**Records from the dataset**
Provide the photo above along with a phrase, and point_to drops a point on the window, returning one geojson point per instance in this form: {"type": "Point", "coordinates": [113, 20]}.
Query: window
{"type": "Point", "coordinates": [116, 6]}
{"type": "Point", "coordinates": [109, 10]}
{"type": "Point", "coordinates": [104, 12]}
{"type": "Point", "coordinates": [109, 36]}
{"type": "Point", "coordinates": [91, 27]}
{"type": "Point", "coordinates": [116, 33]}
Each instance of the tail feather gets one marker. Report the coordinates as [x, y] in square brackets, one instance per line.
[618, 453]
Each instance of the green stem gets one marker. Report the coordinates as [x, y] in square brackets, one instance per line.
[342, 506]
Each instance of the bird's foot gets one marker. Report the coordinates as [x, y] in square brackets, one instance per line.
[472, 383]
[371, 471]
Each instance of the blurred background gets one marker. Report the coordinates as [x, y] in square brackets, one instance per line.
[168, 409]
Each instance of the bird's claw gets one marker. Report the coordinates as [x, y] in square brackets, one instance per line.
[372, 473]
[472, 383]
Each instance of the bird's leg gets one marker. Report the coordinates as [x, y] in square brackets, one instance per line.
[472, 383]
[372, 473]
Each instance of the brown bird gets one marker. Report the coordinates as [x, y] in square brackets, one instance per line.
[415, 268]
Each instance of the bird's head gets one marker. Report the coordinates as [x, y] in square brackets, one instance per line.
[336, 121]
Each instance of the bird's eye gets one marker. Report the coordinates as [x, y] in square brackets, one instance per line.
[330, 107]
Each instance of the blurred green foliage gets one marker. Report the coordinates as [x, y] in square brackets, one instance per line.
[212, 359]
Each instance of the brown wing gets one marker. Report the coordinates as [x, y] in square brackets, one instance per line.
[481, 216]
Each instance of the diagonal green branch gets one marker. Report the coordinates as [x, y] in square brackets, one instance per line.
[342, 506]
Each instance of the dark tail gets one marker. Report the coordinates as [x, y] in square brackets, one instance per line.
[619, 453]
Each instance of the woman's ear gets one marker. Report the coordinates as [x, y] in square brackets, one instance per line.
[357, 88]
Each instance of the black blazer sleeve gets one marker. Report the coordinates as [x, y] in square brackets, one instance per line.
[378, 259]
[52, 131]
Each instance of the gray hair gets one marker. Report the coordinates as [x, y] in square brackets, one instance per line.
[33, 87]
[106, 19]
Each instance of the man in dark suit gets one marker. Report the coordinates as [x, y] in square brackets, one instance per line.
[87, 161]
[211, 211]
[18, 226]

**Required work**
Return the lines above word for word, in their original order, leaving nothing out.

**Response to the task**
Provide the photo above along with a phrase, and point_to drops a point on the window, returning one geojson point per instance in this form: {"type": "Point", "coordinates": [113, 20]}.
Query: window
{"type": "Point", "coordinates": [116, 6]}
{"type": "Point", "coordinates": [109, 10]}
{"type": "Point", "coordinates": [104, 12]}
{"type": "Point", "coordinates": [109, 36]}
{"type": "Point", "coordinates": [91, 27]}
{"type": "Point", "coordinates": [116, 33]}
Each instance of the tail feather gets one marker. Report the coordinates as [x, y] in square brackets, one instance per line.
[618, 453]
Each instance of the green stem gets one marker. Report the coordinates as [x, y] in square brackets, one instance per line.
[342, 506]
Each instance of the bird's foot gets one marker. Report the coordinates as [x, y] in square brackets, one instance per line.
[472, 383]
[371, 471]
Each instance of the blurred background gets one marker. Report the coordinates as [x, y] in square brackets, one instance per line.
[168, 409]
Each instance of the bird's claw gets one marker. Report the coordinates as [x, y] in square brackets, one instance per line.
[372, 473]
[472, 383]
Each instance of the bird's leg gets one marker. Report the coordinates as [x, y] in square brackets, one instance per line.
[472, 383]
[372, 473]
Each instance of the brown bird gets one marker. Report the coordinates as [x, y] in square brackets, one instance per line.
[415, 268]
Each instance of the bird's head gets one marker. Report the coordinates as [x, y] in square brackets, one instance per line.
[336, 121]
Each instance of the bird's eye gets one marker. Report the coordinates as [x, y] in square brackets, one instance per line.
[330, 107]
Each instance of the blurred green foliage gets one marker. Report the coordinates as [x, y] in square brackets, one instance per line.
[212, 359]
Each instance of the brown wing gets one marker. Report the coordinates as [x, y] in square brackets, one instance per line.
[481, 216]
Each instance of the diagonal green branch gets one marker. Report the coordinates as [x, y] in square brackets, one instance per line.
[342, 506]
Each instance of the dark tail gets one marker. Report the coordinates as [x, y] in square brackets, one instance per line.
[619, 453]
Each instance of the woman's ear gets one marker. Report the coordinates as [x, y] in square brackets, one instance per line.
[357, 88]
Each instance of the black blazer sleeve gets one marker. Report the coordinates as [x, y] in square brackets, one instance per line.
[378, 259]
[52, 131]
Each instance of the gray hair gets one marker. Report the coordinates as [x, y] in square brackets, one instance per line.
[33, 87]
[106, 19]
Each instance of the man in dark suit gets one marker. Report the coordinates as [x, y] in square brackets, one instance per line.
[87, 161]
[211, 211]
[18, 226]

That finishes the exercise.